> _ФРАГМЕНТ ТЕКСТА_
........

Еще раз, на общем благословении, монахини при мне стали задавать вопросы старцу относительно их монашеской жизни. Мне, ничего этого не понимавшей, все показалось до того мелочным и глупым, что я подумала: возможно ли и как не совестно спрашивать о таких пустяках старца. Оставшись с ним одна, я высказала ему это. А батюшка мне ответил: «Не осуждай, из мелочей составляется крупное»; и добавил: «Сама такая же мелочная будешь и спрашивать станешь обо всем». Мне подумалось: «Ну, я до этого не дойду».

В этот раз батюшка оттягивал мой отъезд; оставил меня пожить подле себя. Мне он сказал: «Я буду тебя брать, когда придется и мне будет свободно, а ты сиди в хибарке, — моя хибарка всему тебя научит, и терпению, и смирению». Правду сказал батюшка. В этой хибарке мне пришлось многое испытать, потерпеть и многому научиться.

Уезжая в этот раз от него, я сказала: «Батюшка! Я что-то привязалась к вам». Батюшка поднял ручку и погладил меня слегка по лбу. Я продолжала: «Только я боюсь избаловаться подле вас; дома мне очень трудно живется, а здесь хорошо». «Нет, — сказал батюшка, — ты подле меня не избалуешься».

........

> _СПИСОК ПУНКТОВ_

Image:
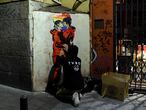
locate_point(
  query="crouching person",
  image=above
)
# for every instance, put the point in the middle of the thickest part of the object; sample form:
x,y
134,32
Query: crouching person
x,y
72,78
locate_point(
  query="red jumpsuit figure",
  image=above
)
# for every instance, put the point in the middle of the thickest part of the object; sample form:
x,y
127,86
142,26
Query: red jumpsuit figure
x,y
62,35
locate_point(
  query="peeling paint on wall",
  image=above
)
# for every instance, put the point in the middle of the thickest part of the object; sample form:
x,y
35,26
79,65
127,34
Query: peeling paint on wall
x,y
102,41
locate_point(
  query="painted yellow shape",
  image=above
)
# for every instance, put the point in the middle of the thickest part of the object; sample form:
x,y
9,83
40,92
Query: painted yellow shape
x,y
4,1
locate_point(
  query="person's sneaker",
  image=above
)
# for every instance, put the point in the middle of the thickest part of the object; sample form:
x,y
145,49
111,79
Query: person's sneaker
x,y
75,98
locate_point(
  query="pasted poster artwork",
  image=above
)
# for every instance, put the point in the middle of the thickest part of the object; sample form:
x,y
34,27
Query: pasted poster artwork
x,y
63,34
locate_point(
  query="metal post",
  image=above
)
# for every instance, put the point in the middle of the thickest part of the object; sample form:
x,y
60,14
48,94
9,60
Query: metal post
x,y
23,103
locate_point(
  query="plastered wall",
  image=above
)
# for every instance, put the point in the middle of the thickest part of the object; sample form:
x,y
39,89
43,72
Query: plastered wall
x,y
42,45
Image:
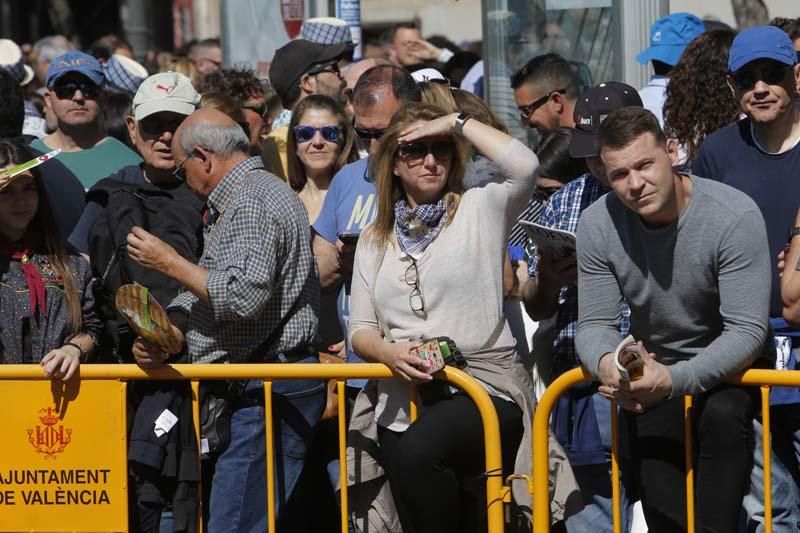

........

> _ЗАДАНИЯ_
(A) Перескажите короче абзац из рассказа о старце, начинающийся словами «В этот раз батюшка оттягивал мой отъезд», сохранив его главные факты.
(B) Ответьте по рассказу о старце на три вопроса, каждый ответ с новой строки и с той же пометкой:
(i) Что ответил батюшка, когда рассказчица осудила вопросы монахинь?
(ii) Чему, по словам батюшки, должна была научить её хибарка?
(iii) Что сделал батюшка, когда рассказчица сказала, что привязалась к нему?
(C) Допишите продолжение рассказа о старце, начиная сразу после его последней фразы.

> _ОТВЕТЫ_
(A) Батюшка задержал рассказчицу и оставил её пожить рядом с собой. Он обещал звать её, когда будет свободен, а пока велел сидеть в хибарке, которая научит её терпению и смирению. Так и вышло: в хибарке ей пришлось многое испытать, потерпеть и многому научиться.

(B)
(i) «Не осуждай, из мелочей составляется крупное».
(ii) Терпению и смирению.
(iii) Поднял ручку и слегка погладил её по лбу.

(C)
Не скоро мне потом пришлось поехать к батюшке. Прошло месяца три с лишком. У меня вдруг умерла мать, очень старая женщина. С нею случился удар, вследствие чего она стала немой. Впрочем, священник успел ее особоровать и приобщить Святых Христовых Таин. Меня смущала мысль, в полной ли она была при этом памяти. Схоронив ее, я тотчас же поехала к старцу. Меня к нему позвали. Не дав еще мне переступить порог кельи, батюшка спросил с беспокойством: «Что с тобой случилось?» Я сказала, что у меня умерла мать, завтра ей девятый день, и высказала при этом, что меня тревожило. «Она была в полной памяти, утвердительно сказал старец, — иначе священник не приобщил бы ее». И напомнил мне одно обстоятельство, при смерти моей матери, ясно доказывавшее, что, умирая, она была в памяти; мною же это упущено было из виду. Тогда я совершенно успокоилась, удивляясь прозорливости старца.

Но чем дальше я оставалась при батюшке, тем более и более нападали на меня искушения. Сидя целый день в хибарке, я стала смущаться всем слышанным кругом. Разные глупые, непрошеные мысли стали осаждать меня. Высказать же их старцу казалось мне стыдно и невозможно, но от этого мне становилось все труднее и труднее и все мне сделалось в соблазн. Я мучилась и молчала. А прозорливый батюшка следил за мной и спустя несколько времени на общем благословении вдруг сказал мне: «Оставь свои дурные мысли, а то разболится у тебя голова». Он так поразил меня этим, что я сейчас же попросилась к нему и спросила: «Почему вы, батюшка, знаете, что у меня дурные мысли?» Он ласково улыбнулся и сказал: «Бог еще больше знает». Столько мне давал отец мой, но я, бестолковая, не понимала и не верила ему и не знала, как мне поступить.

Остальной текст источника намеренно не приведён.